## [Requirements]
Reproduce every one of the entries below verbatim, keeping each line unchanged.

(Recorded data)
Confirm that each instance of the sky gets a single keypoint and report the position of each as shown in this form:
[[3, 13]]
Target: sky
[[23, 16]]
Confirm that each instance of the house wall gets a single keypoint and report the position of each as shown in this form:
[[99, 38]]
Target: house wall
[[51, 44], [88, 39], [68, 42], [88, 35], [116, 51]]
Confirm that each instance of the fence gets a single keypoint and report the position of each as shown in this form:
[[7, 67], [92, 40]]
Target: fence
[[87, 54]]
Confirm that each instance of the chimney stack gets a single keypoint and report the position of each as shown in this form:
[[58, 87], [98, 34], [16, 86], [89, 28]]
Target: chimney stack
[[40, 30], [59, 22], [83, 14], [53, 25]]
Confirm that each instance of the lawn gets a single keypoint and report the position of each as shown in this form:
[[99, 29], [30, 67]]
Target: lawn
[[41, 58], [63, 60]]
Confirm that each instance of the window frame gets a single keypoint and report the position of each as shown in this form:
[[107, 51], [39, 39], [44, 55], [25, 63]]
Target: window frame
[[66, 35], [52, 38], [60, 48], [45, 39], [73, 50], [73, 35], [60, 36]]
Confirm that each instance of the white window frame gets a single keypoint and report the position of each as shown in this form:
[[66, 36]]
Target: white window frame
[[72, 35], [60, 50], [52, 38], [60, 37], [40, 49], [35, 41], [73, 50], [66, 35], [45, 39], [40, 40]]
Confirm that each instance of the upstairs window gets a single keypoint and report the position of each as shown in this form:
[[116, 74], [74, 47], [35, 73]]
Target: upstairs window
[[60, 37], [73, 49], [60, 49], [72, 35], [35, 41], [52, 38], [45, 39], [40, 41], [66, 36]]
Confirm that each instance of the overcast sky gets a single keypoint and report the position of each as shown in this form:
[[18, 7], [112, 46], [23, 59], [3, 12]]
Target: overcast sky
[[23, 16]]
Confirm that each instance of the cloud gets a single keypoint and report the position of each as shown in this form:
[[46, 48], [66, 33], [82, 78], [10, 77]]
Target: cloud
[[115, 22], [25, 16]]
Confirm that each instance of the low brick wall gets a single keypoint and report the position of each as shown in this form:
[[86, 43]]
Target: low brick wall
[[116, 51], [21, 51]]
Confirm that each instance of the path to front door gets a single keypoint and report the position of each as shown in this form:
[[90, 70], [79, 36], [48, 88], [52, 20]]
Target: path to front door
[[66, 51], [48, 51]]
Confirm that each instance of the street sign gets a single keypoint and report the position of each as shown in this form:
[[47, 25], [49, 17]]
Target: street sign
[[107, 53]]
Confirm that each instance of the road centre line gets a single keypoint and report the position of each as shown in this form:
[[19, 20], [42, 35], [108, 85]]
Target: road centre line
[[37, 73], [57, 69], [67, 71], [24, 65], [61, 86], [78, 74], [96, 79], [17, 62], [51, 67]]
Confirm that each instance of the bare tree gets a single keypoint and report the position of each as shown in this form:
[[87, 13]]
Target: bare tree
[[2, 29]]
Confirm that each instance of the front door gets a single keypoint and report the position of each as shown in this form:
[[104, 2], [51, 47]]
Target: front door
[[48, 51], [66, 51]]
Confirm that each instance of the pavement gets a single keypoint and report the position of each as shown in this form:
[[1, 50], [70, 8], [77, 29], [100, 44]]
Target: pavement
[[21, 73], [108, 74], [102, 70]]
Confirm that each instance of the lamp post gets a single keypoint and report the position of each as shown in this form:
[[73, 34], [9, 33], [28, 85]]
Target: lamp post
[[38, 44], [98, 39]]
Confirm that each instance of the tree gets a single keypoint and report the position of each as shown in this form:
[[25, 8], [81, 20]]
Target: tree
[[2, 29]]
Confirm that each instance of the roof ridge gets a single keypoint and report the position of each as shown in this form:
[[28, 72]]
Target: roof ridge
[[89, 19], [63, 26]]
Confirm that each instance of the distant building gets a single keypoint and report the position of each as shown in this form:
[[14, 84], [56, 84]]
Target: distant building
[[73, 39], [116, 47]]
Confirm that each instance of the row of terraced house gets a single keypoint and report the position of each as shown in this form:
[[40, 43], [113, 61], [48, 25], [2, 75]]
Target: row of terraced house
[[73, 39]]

## [The answer]
Confirm that each instance of the sky gets a single keypoint and report the position of each as shown in this form:
[[3, 13]]
Target: sky
[[23, 16]]
Confirm that each instance of the house wall gets a single keypoint and report the position of each as shown in this form:
[[99, 38]]
Target: house wall
[[51, 44], [88, 39], [68, 42], [88, 35], [116, 51]]
Confirm that each instance of the fence gets a single keypoint and report the position of each as shown in this form:
[[7, 67], [92, 40]]
Target: fence
[[87, 54]]
Confirm that each instance of the chimney stack gets a single keypoint and report the position of each as shown in this form:
[[58, 87], [98, 34], [16, 86], [89, 28]]
Target: chimney stack
[[40, 30], [59, 22], [83, 14], [53, 25]]
Confirm that each instance of the lawn gets a single keypoint and report the position of each as shown in this form:
[[99, 29], [30, 67]]
Target: lawn
[[41, 58], [63, 60]]
Confirm that each instance of the window frame gets a single keypoint and report the position of each as shown in this form:
[[107, 51], [39, 39], [44, 55], [25, 63]]
Target: window frame
[[66, 35], [52, 38], [60, 48], [45, 39], [73, 50], [73, 35], [60, 36]]
Confirm that each instance of the white window frame gets a single keypoint and report the position of each as shown in this form:
[[66, 36]]
Target: white window frame
[[72, 35], [60, 50], [52, 38], [60, 37], [40, 49], [35, 41], [73, 50], [66, 35], [45, 39], [40, 40]]
Confirm that each instance of the upstairs window gets a single keypoint and report the position of each as shown in this form:
[[116, 74], [74, 47], [35, 73]]
Target: upstairs window
[[60, 37], [73, 49], [60, 49], [72, 35], [35, 41], [52, 38], [45, 39], [40, 41], [66, 36]]
Confirm that each instance of the overcast sky gets a single keypoint and report the position of each as shown in this form:
[[18, 7], [112, 46], [23, 59], [3, 12]]
Target: overcast sky
[[23, 16]]
Confirm that each instance of the cloud gets a single keypoint and report the position of each as shown in this form:
[[46, 48], [66, 33], [82, 78], [10, 77]]
Target: cloud
[[115, 22], [25, 16]]
Confirm that each instance of the low brick wall gets a single keypoint and report the position of each as shown in this form:
[[86, 43]]
Target: low brick wall
[[116, 51], [21, 51]]
Confirm that each instance of the path to front door gets a single keypoint and report the position of each as shown in this form:
[[90, 70], [79, 36], [48, 88], [52, 20]]
Target: path to front door
[[66, 51], [48, 51]]
Confirm that each instance of the street sign gets a single keypoint and report the position of each as shown in this form:
[[47, 25], [49, 17]]
Target: street sign
[[107, 53]]
Confirm that each instance of the road centre line gets a single keypoint and report the position of each as shown in this form:
[[19, 20], [42, 35], [108, 85]]
Target: road centre line
[[37, 73], [57, 69], [67, 71], [24, 65], [61, 86], [78, 74], [96, 79], [17, 62], [51, 67]]
Confirm that each instance of the bare tree gets a single keypoint and report the position of each as shown in this form:
[[87, 13]]
Target: bare tree
[[2, 29]]
Confirm that each instance of the front door gets a single keypoint and report the position of each as shown in this form:
[[104, 2], [51, 47]]
Target: front door
[[48, 51], [66, 51]]
Confirm that each instance of the pavement gets a single keypoint and report the position of each as shown in this form:
[[1, 50], [70, 8], [77, 29], [100, 44]]
Target: pavement
[[21, 73], [108, 74], [102, 70]]
Confirm that each instance of the lamp post gets a single keypoint and report the position of each as shown in this form:
[[73, 34], [9, 33], [28, 85]]
Target: lamp post
[[38, 44], [98, 39]]
Confirm that each instance of the tree gets a single keypoint and report the position of each as shown in this form:
[[25, 8], [81, 20]]
Target: tree
[[2, 29]]
Confirm that each instance of the roof ridge gets a single keypoint and report the position of each as shown in this form:
[[28, 72]]
Target: roof ridge
[[89, 19], [63, 26]]
Confirm that each instance of the distant building gets a single keypoint and report the position of each as shown in this form:
[[14, 84], [56, 84]]
Target: distant building
[[73, 39], [116, 47]]
Confirm that each instance of the row of terraced house gets a single keypoint and report the position of each as shown in this form:
[[40, 43], [113, 61], [48, 25], [2, 75]]
Target: row of terraced house
[[73, 39]]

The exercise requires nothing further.